Work to complete - Rescale the records below from the line that contains "the airplane fuselage" through the end of the records, both ends included, and write out every one of those lines again. Multiply each coordinate in the answers by 1.95 and round it to a whole number, with halves rounding up; leave all other text unchanged.
=-=-=
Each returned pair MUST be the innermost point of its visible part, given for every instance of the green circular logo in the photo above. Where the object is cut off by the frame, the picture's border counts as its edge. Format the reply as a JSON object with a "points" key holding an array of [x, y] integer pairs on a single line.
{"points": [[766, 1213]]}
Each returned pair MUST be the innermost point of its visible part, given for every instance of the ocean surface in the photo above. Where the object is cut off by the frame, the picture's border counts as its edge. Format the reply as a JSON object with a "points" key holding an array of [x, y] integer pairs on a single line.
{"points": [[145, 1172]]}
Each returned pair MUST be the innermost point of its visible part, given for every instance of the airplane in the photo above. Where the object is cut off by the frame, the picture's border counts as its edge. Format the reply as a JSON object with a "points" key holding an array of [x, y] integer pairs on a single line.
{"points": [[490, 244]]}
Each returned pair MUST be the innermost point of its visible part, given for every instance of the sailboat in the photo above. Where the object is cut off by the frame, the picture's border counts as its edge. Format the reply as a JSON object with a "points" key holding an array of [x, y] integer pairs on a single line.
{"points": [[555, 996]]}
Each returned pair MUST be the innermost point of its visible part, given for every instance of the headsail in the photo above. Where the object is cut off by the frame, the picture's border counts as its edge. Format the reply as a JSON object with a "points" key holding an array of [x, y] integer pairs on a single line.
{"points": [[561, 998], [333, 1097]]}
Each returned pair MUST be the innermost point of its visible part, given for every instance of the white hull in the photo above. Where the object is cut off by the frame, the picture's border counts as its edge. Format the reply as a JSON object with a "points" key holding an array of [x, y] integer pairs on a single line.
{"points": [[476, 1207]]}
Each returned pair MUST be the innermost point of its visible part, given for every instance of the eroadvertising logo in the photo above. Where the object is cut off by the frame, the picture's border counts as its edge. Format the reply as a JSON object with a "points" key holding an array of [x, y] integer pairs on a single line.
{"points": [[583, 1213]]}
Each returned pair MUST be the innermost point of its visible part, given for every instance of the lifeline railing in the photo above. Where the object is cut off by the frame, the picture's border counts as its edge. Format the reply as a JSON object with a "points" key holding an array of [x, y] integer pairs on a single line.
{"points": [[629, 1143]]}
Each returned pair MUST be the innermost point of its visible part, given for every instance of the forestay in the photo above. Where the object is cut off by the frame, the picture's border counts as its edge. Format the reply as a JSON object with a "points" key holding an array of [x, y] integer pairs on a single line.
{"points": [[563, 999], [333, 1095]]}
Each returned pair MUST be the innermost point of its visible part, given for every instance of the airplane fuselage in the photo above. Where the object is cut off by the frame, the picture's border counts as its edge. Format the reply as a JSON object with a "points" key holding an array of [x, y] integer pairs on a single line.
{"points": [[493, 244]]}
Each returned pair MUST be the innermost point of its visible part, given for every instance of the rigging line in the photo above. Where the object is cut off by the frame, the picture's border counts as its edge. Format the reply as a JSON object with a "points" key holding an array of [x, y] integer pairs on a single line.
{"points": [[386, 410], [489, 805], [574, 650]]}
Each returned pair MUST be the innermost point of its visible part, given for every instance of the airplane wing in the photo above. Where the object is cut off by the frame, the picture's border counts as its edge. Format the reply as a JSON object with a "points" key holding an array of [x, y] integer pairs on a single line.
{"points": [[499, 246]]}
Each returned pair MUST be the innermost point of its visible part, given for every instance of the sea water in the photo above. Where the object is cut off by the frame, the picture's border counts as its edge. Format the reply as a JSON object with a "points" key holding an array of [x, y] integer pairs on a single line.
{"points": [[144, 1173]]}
=-=-=
The response -
Each returned pair MUST be the innermost point of its visible part, given for every instance of the airplane fuselage in the photo above. Where the object is cut off by the frame, the picture's border counts as its edge. Format the reply as a JSON object with a "points" key holding an array of [x, y] integer pairs on a single line.
{"points": [[961, 476]]}
Each returned pair MUST be the innermost point of its visible part, given for every instance of the rigging line in the photo above. Where the object is cut off by the frame, the picture's border counts as its edge. Format the reply as a JSON object with a "points" key holding an array of [x, y] integer pairs on a single line.
{"points": [[753, 800], [954, 1570], [1119, 1268]]}
Each returned pair MUST be the innermost point of its visible part, given for every instance of the airplane wing in the photo above. Where the object is cut off by the frame, the picture's border counts as its edge. Format the reply as a JSON object with a "points" key holding an array of [x, y] integer pairs on a single line.
{"points": [[973, 480]]}
Each returned pair MUST be the innermost point of its visible part, given for every instance of the sea water in the photo above. Where the object is cut off by the frame, the picture's border counts as its edge. Format the reply as a JSON object with a "points" key holding an array of [x, y] integer pairs on a single line.
{"points": [[281, 2287]]}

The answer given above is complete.